> What to do
Please give each line of the entries below as a numbered list, leaving out blank lines and the pictures.

** START OF Data excerpts **

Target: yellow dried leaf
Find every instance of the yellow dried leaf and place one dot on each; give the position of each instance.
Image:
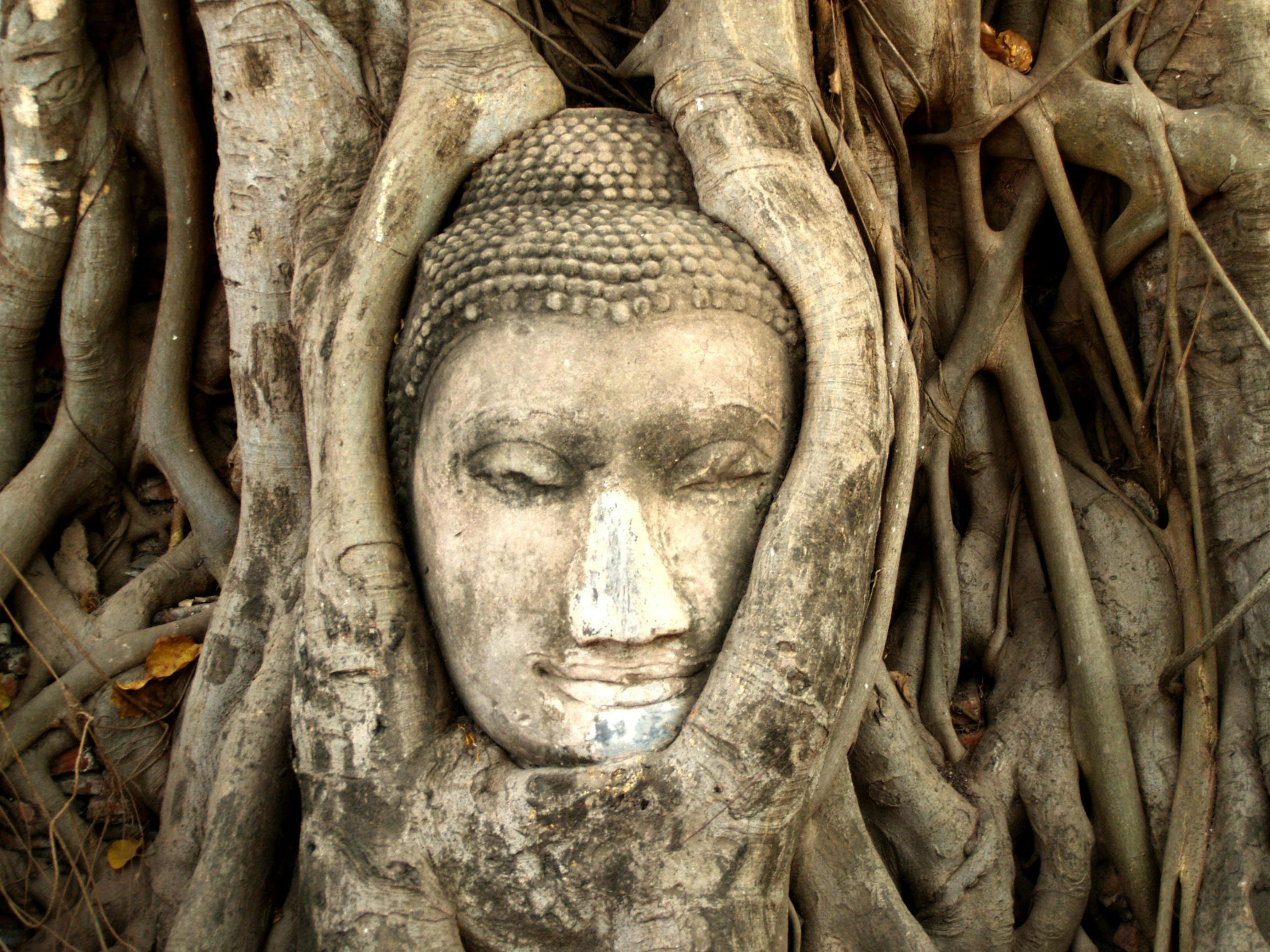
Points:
(171, 654)
(121, 852)
(1006, 46)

** END OF Data excerpts **

> Task response
1. Target: yellow dried leaf
2. Find every instance of the yellow dried leaf and place one dot on each; give the position of each instance.
3. Image:
4. Points:
5. (171, 654)
6. (121, 852)
7. (1006, 46)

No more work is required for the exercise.